Dataset entries
------

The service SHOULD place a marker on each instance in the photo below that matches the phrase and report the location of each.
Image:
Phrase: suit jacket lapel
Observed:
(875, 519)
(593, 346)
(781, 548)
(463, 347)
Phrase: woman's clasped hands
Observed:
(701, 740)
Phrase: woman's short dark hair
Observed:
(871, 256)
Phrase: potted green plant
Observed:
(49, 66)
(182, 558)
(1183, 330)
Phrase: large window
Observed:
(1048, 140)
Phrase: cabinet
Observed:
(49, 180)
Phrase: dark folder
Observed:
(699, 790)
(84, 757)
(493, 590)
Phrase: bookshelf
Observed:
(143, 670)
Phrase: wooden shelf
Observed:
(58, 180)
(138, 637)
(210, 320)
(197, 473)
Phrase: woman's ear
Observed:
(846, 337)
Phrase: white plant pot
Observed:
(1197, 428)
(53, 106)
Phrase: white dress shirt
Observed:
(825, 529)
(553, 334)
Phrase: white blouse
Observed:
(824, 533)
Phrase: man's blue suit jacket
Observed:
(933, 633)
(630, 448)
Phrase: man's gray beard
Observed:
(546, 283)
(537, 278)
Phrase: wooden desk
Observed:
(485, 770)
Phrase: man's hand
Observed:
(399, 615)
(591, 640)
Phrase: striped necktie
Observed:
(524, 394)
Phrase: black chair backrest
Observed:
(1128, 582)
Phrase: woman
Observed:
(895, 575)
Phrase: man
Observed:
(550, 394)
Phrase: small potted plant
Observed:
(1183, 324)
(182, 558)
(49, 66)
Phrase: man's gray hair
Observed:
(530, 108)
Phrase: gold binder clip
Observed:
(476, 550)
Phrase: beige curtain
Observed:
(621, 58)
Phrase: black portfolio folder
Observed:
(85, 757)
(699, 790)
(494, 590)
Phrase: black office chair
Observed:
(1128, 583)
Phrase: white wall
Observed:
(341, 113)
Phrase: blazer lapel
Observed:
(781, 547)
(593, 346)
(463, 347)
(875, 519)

------

WHAT TO PRODUCE — From the records above, copy each line in which the string "suit" occurs.

ANSWER FOR THE TASK —
Phrase: suit jacket lapel
Phrase: man's blue suit jacket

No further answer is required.